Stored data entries
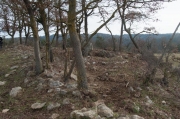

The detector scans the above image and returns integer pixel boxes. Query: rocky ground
[0,45,180,119]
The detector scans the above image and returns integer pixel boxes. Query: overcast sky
[88,0,180,35]
[1,1,180,38]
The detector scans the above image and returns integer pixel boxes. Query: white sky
[88,0,180,35]
[1,1,180,38]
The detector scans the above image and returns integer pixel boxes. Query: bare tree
[23,0,43,74]
[68,0,88,90]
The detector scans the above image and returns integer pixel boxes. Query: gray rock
[97,103,114,118]
[66,84,77,90]
[136,87,142,91]
[145,96,153,106]
[49,79,63,88]
[48,89,54,93]
[47,102,61,110]
[70,107,97,119]
[37,77,46,83]
[5,74,10,78]
[10,65,19,70]
[50,113,60,119]
[22,56,29,59]
[55,88,61,92]
[2,109,9,113]
[27,71,35,77]
[9,69,16,75]
[9,87,22,97]
[31,102,46,109]
[0,81,6,86]
[118,115,144,119]
[129,86,135,93]
[72,90,82,98]
[62,98,70,105]
[36,83,47,91]
[162,100,166,105]
[44,69,53,78]
[24,78,29,84]
[57,89,68,95]
[71,73,77,81]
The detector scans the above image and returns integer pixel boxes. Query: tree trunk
[23,0,43,74]
[19,30,22,44]
[68,0,88,90]
[119,22,123,51]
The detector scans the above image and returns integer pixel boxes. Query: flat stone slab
[9,87,22,97]
[31,102,46,109]
[0,81,6,86]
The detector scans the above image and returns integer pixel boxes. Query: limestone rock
[9,87,22,97]
[66,84,77,90]
[10,65,19,70]
[97,103,114,118]
[0,81,6,86]
[5,74,10,78]
[50,113,60,119]
[70,107,97,119]
[47,102,61,110]
[31,102,46,109]
[145,96,153,106]
[62,98,70,105]
[71,73,77,81]
[2,109,9,113]
[72,90,82,98]
[118,115,144,119]
[49,79,63,88]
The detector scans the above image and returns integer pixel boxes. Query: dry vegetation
[0,45,180,119]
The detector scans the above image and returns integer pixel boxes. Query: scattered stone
[49,79,63,88]
[60,71,77,81]
[0,81,6,86]
[47,102,61,110]
[71,73,77,81]
[9,69,16,75]
[44,69,53,78]
[9,87,22,97]
[10,65,19,70]
[145,96,153,106]
[5,74,10,78]
[58,89,68,95]
[37,77,46,83]
[72,90,82,98]
[36,83,47,91]
[128,86,135,93]
[121,60,128,64]
[133,103,140,113]
[147,87,153,92]
[162,100,166,105]
[50,113,60,119]
[101,62,106,65]
[66,84,77,90]
[27,71,35,77]
[118,115,144,119]
[31,102,46,109]
[70,107,97,119]
[24,78,29,84]
[95,101,114,118]
[136,87,142,91]
[22,56,29,59]
[2,109,9,113]
[48,89,54,93]
[62,98,70,105]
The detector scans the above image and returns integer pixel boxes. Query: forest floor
[0,45,180,119]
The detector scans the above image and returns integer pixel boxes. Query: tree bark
[23,0,43,74]
[68,0,88,90]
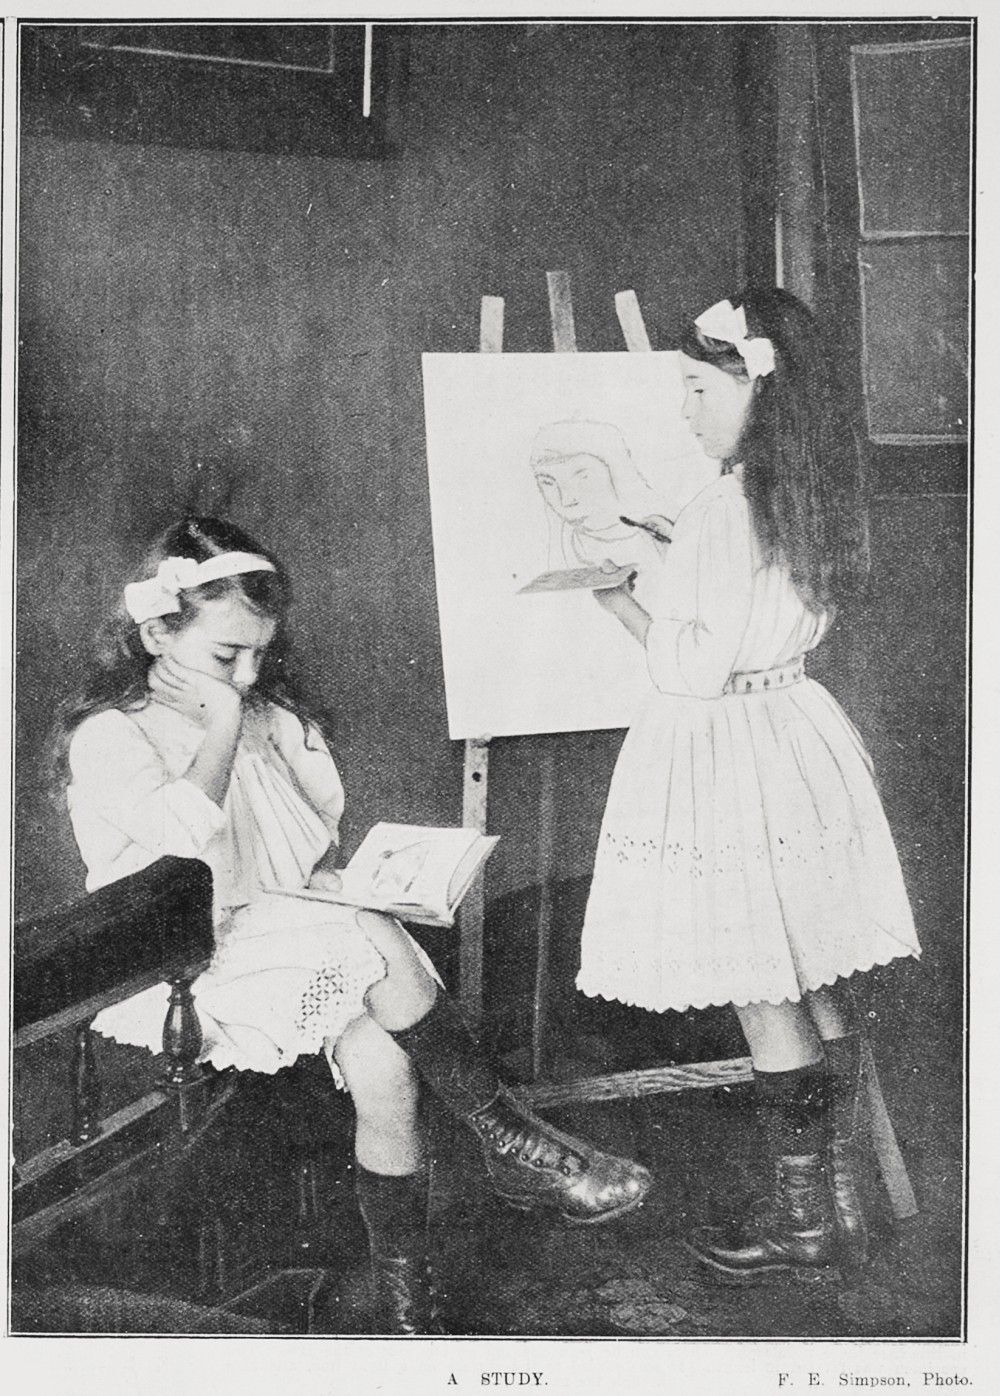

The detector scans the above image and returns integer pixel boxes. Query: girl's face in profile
[679,353,755,461]
[532,452,620,532]
[149,594,276,694]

◆ EXERCISE DESCRIPTION ◆
Write out all the entries word for word, but skip any images.

◆ ANSWER TO THIS TASK ◆
The detector scans the above image and returns integer pixel boxes. Query: rocky ground
[0,45,180,119]
The detector scans the above image and returns integer pixel boxes. Query: overcast sky
[88,0,180,35]
[1,1,180,38]
The detector scans the above image and returns integer pixel boxes. Query: white sky
[88,0,180,35]
[1,1,180,38]
The detector scans the above image and returns integer pixel boxes. Query: bare tree
[23,0,43,74]
[68,0,88,90]
The detector scans the above image and returns integer pixel boxes. Query: gray rock
[97,103,114,118]
[66,84,77,90]
[136,87,142,91]
[145,96,153,106]
[49,79,63,88]
[48,89,54,93]
[47,102,61,110]
[70,107,97,119]
[37,77,46,83]
[5,74,10,78]
[10,65,19,70]
[50,113,60,119]
[22,56,29,59]
[55,88,61,92]
[2,109,9,113]
[27,71,35,77]
[9,69,16,75]
[9,87,22,97]
[31,102,46,109]
[0,81,6,86]
[118,115,144,119]
[129,86,135,93]
[72,90,82,98]
[62,98,70,105]
[36,83,47,91]
[162,100,166,105]
[44,69,53,78]
[24,78,29,84]
[57,89,68,95]
[71,73,77,81]
The detector scans the above image and returns integer pixel boxes. Query: tree trunk
[23,0,43,74]
[19,30,22,44]
[68,0,88,90]
[119,22,123,51]
The detector scans the above image and returns integer pixel boxes. Query: flat stone slab
[9,87,22,97]
[31,102,46,109]
[0,81,6,86]
The detector scans the above image and returns integer pixel boxes. Query: limestone rock
[9,87,22,97]
[66,84,77,90]
[10,65,19,70]
[97,103,114,118]
[0,81,6,86]
[5,74,10,78]
[50,113,60,119]
[70,107,97,119]
[47,102,61,110]
[31,102,46,109]
[145,96,153,106]
[62,98,70,105]
[71,73,77,81]
[2,109,9,113]
[72,90,82,98]
[118,115,144,119]
[49,79,63,88]
The detector scans the above image and returns integer pixel boxes. Query: dry vegetation
[0,45,180,119]
The detector scans the above image and returns integer pixel boxes. Query: scattered stone
[49,79,63,88]
[60,71,77,81]
[0,81,6,86]
[47,102,61,110]
[71,73,77,81]
[9,69,16,75]
[44,69,53,78]
[9,87,22,97]
[10,65,19,70]
[145,96,153,106]
[5,74,10,78]
[58,89,68,95]
[37,77,46,83]
[72,90,82,98]
[36,83,47,91]
[128,86,135,93]
[121,60,128,64]
[133,103,140,113]
[147,87,153,92]
[162,100,166,105]
[50,113,60,119]
[101,62,106,65]
[66,84,77,90]
[27,71,35,77]
[118,115,144,119]
[31,102,46,109]
[70,107,97,119]
[24,78,29,84]
[95,101,114,118]
[136,87,142,91]
[22,56,29,59]
[2,109,9,113]
[48,89,54,93]
[62,98,70,105]
The detector scans the above image and returns integer pixel boxes. Query: forest floor
[0,45,180,119]
The detector scans the above image and returns integer pixel boxes. Query: tree bark
[23,0,43,74]
[68,0,88,90]

The detector scans the above image and returns integer pixel boxes. Query: girl's face in profile
[679,353,755,461]
[532,452,620,532]
[149,594,276,694]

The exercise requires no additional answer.